La prevención fue la única fórmula frente a la propagación: aislamiento de enfermos y a su muerte tratamiento con cal de los cadáveres e incineración de los objetos a los que hubiesen accedido durante la enfermedad. Se requirió de profesionales que atendieran las necesidades de infectados y de sanos: físicos, apotecarios (los médicos y farmacéuticos de la época), notarios y clérigos que cuidaran de los cuerpos y las almas de la población. La muerte no conoció de estamentos y se llevó consigo, aunque de manera desigual, a gentes de la nobleza y del alto clero, oficiales reales y municipales, mercaderes y menestrales, aunque no cabe duda que fueron las capas populares las más afectadas por más expuestas, más hacinadas. Incluso algún miembro de real cuna cayó, como Leonor de Portugal o Alfonso XI de Castilla.

La duración de esta pandemia rondó las diez semanas, tanto en grandes urbes densamente pobladas (Barcelona o Valencia), como en ambientes muy rurales de la Castilla profunda alejados de los grandes viales de comunicación. Las consecuencias demográficas fueron terribles, sin que sea exagerado escribir que alrededor de un cuarto de la población europea sucumbiría, si no más. No estamos, sin embargo, en disposición de evaluar, tal y como lo haremos hoy, el varapalo económico que supuso, pero sí tenemos noticias de paralización de la actividad comercial por miedo al contagio. Lo cierto es que pese a la brutal pérdida demográfica, la peste negra no supuso la ruina de la economía europea del momento, dando lugar a la mejora de las condiciones de los trabajadores del campo, al acceder a mayores lotes de tierra para su puesta en producción, y de los asalariados urbanos, que en algunos casos vieron incrementadas sus retribuciones económicas ante la falta de mano de obra.

La peste de 1348 no fue la primera de las que conoció la población europea, ni desde luego la última, pero fue la que más honda cicatriz dejó en el consciente colectivo de los habitantes del continente. Los rebrotes que se sucedieron en las siguientes décadas, siglos incluso, trasladaron la población la idea de un mal estructural que se añadía a los que de ordinario sufría la gente de la época. Como ahora, se buscaron remedios desde la ciencia médica, paliativos, vinculados a una mejor alimentación, una vestimenta más adecuada a los cambios de temperatura y mayor higiene personal y urbana.

Hoy, afortunadamente, nos hallamos en otra situación y sabemos cómo hacer frente al reto de la curación de la pandemia que nos aflige: mediante la ciencia, la formación y la investigación. Por ello, invertir en ciencia, hacerlo en investigación, en formación, en medios humanos y materiales nunca será gasto sino inversión.

● Tareas a realizar:
A – Anota, sin cambiar nada, el pasaje del texto sobre la peste negra que va desde "La prevención fue" hasta "XI de Castilla.".
B – Responde con datos del texto sobre la peste negra:
(i) ¿Cuánto duró aproximadamente la pandemia, según el texto?
(ii) ¿Qué dos personas de real cuna se nombran entre los fallecidos?
(iii) ¿En qué año se sitúa la peste que dejó la cicatriz más honda?

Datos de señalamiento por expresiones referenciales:
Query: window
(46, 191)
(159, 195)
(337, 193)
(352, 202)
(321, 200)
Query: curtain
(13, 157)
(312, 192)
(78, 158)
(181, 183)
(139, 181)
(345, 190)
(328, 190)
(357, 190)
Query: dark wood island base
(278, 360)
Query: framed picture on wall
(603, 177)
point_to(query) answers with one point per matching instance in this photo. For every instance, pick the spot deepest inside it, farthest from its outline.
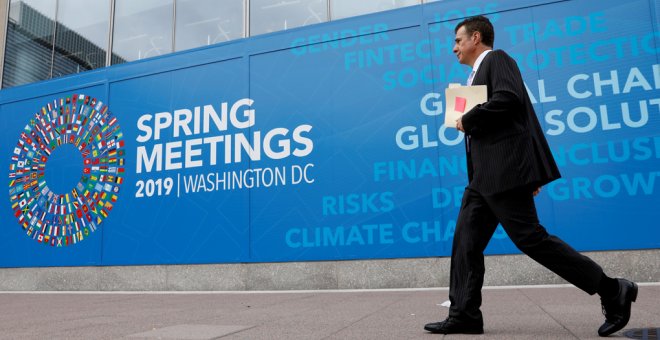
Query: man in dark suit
(508, 161)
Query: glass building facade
(50, 38)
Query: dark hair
(479, 24)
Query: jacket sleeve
(505, 97)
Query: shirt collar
(481, 57)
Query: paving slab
(521, 312)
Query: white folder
(461, 99)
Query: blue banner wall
(326, 142)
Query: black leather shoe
(617, 310)
(454, 326)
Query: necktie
(469, 83)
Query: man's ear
(476, 35)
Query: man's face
(465, 47)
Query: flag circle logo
(64, 219)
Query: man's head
(473, 36)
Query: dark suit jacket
(507, 148)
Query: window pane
(142, 29)
(350, 8)
(29, 46)
(206, 22)
(81, 39)
(275, 15)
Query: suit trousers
(515, 210)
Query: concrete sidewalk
(549, 312)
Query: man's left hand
(459, 124)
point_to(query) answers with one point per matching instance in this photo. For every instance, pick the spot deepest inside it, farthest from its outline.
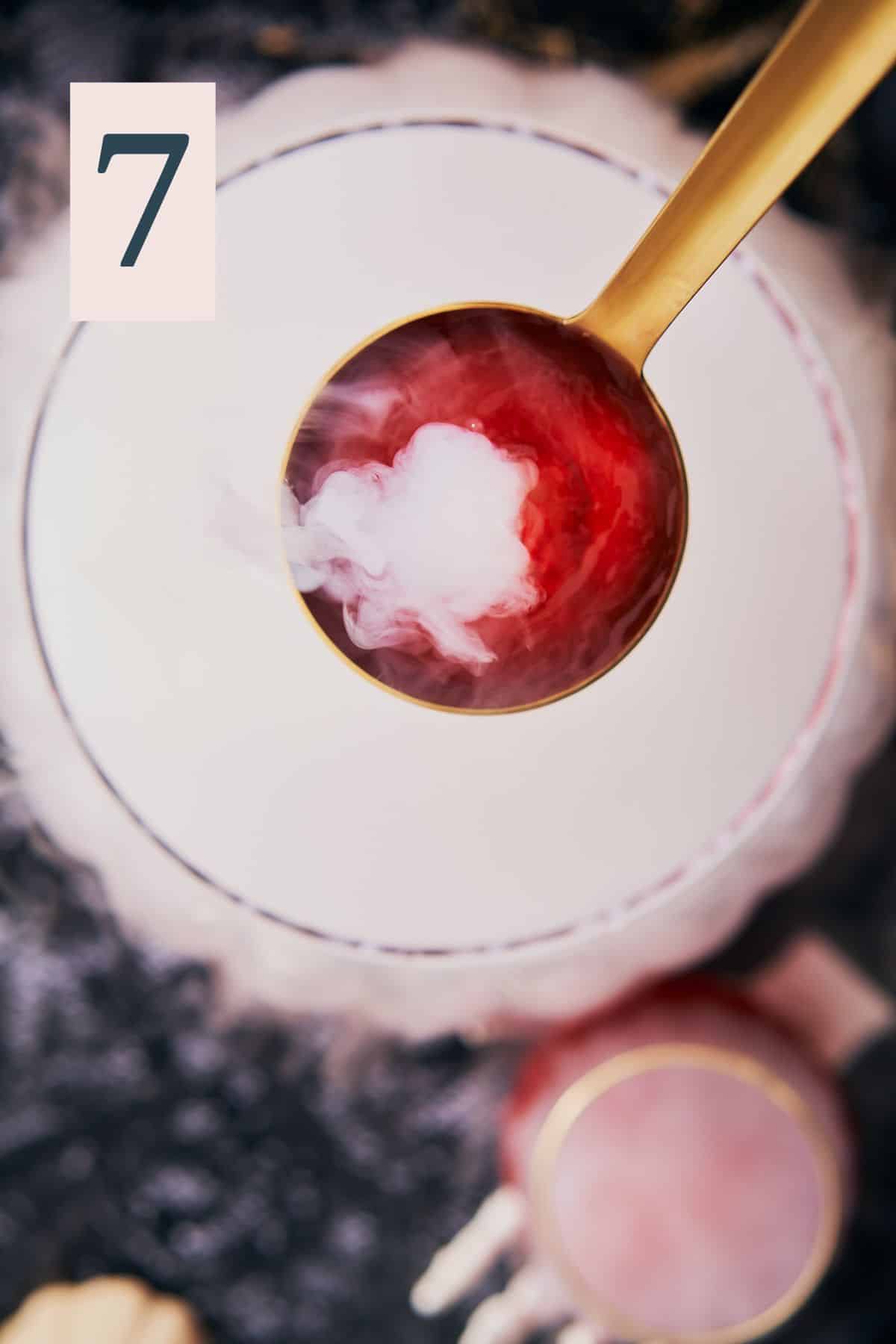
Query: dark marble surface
(287, 1198)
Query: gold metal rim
(570, 1108)
(413, 699)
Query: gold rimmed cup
(570, 1108)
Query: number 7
(175, 147)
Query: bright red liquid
(603, 524)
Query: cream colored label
(143, 202)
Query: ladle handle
(830, 57)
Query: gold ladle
(832, 55)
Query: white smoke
(428, 546)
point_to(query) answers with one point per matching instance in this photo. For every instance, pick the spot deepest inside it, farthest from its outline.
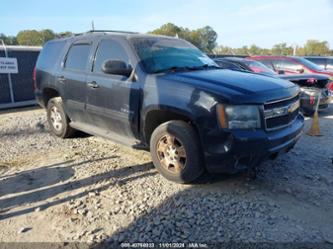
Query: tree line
(204, 38)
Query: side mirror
(300, 70)
(117, 67)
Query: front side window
(329, 65)
(77, 57)
(158, 54)
(109, 50)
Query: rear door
(113, 103)
(73, 77)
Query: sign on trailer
(8, 65)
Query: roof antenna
(92, 25)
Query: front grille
(279, 114)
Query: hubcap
(56, 119)
(171, 153)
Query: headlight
(239, 116)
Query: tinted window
(109, 50)
(159, 54)
(77, 57)
(50, 54)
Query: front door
(73, 77)
(112, 100)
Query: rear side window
(267, 63)
(109, 50)
(50, 54)
(286, 65)
(77, 57)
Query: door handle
(93, 84)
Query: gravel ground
(89, 189)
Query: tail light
(311, 81)
(34, 83)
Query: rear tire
(176, 152)
(58, 120)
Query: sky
(237, 22)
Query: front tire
(176, 152)
(57, 119)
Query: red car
(292, 65)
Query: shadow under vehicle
(164, 94)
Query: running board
(93, 130)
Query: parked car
(324, 62)
(292, 65)
(164, 94)
(305, 81)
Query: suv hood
(237, 86)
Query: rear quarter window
(77, 57)
(50, 54)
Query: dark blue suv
(164, 94)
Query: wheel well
(155, 118)
(49, 93)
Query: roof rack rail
(111, 31)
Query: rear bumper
(241, 147)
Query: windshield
(258, 67)
(309, 64)
(162, 54)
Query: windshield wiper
(205, 66)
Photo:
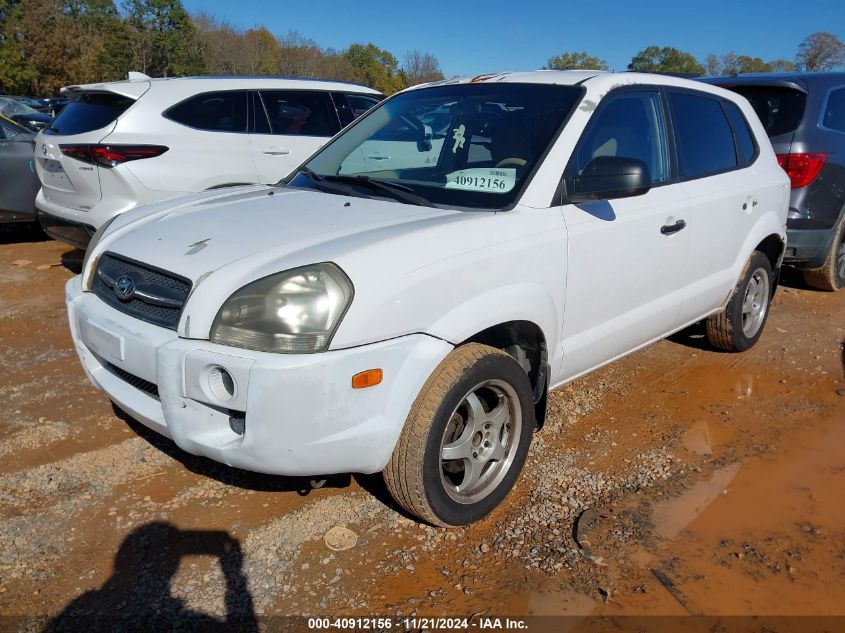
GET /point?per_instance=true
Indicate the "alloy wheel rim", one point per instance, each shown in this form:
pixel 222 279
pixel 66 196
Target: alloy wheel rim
pixel 755 303
pixel 480 441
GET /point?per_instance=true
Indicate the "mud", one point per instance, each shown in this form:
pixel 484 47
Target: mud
pixel 712 485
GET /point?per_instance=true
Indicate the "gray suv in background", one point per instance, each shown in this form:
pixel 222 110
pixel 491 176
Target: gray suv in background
pixel 804 116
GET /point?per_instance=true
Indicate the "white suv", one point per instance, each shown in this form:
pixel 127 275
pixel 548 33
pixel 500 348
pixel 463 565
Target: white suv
pixel 122 144
pixel 378 313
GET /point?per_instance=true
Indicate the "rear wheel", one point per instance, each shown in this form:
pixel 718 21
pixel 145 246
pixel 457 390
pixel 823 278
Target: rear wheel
pixel 831 276
pixel 738 327
pixel 466 438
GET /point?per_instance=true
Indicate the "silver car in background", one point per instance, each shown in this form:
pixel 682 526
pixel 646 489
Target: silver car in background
pixel 18 180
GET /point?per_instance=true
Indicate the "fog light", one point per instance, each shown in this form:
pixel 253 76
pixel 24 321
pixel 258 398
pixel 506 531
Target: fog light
pixel 221 384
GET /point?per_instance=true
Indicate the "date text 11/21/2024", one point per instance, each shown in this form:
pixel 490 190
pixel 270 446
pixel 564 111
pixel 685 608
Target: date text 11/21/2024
pixel 417 624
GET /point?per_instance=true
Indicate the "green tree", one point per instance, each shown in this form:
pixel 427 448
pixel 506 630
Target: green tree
pixel 375 67
pixel 579 60
pixel 164 38
pixel 820 52
pixel 665 60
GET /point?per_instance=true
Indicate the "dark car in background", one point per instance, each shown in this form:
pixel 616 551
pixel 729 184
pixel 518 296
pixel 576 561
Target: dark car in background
pixel 18 180
pixel 804 116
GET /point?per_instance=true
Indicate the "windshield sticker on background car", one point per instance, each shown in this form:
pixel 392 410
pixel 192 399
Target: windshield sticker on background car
pixel 482 179
pixel 458 136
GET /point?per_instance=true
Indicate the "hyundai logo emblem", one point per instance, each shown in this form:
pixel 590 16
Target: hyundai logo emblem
pixel 124 287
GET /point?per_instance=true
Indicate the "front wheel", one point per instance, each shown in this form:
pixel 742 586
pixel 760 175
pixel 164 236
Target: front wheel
pixel 466 438
pixel 740 324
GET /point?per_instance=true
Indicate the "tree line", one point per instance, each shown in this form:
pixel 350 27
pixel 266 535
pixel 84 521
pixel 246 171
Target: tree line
pixel 817 52
pixel 47 44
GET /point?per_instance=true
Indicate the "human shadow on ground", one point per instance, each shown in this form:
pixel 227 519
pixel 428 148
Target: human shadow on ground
pixel 21 233
pixel 230 475
pixel 137 597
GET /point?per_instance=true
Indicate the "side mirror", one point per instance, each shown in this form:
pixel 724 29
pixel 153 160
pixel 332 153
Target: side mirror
pixel 608 177
pixel 424 144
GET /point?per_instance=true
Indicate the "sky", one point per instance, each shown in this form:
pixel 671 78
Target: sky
pixel 470 38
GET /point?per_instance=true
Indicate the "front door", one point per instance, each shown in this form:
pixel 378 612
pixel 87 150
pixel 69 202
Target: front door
pixel 290 125
pixel 626 257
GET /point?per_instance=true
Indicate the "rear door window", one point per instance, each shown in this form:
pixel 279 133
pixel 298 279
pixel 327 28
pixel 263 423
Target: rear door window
pixel 351 105
pixel 300 112
pixel 780 109
pixel 745 146
pixel 702 135
pixel 834 113
pixel 88 112
pixel 212 111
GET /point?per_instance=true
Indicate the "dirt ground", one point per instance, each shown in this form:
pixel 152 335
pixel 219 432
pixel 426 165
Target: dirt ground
pixel 678 481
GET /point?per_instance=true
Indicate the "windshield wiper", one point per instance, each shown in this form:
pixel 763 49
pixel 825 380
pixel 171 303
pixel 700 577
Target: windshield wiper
pixel 399 192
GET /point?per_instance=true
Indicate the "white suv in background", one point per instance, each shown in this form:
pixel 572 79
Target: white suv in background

● Respuestas por tarea:
A –
La prevención fue la única fórmula frente a la propagación: aislamiento de enfermos y a su muerte tratamiento con cal de los cadáveres e incineración de los objetos a los que hubiesen accedido durante la enfermedad. Se requirió de profesionales que atendieran las necesidades de infectados y de sanos: físicos, apotecarios (los médicos y farmacéuticos de la época), notarios y clérigos que cuidaran de los cuerpos y las almas de la población. La muerte no conoció de estamentos y se llevó consigo, aunque de manera desigual, a gentes de la nobleza y del alto clero, oficiales reales y municipales, mercaderes y menestrales, aunque no cabe duda que fueron las capas populares las más afectadas por más expuestas, más hacinadas. Incluso algún miembro de real cuna cayó, como Leonor de Portugal o Alfonso XI de Castilla.

B –
(i) Unas diez semanas.
(ii) Leonor de Portugal y Alfonso XI de Castilla.
(iii) En 1348.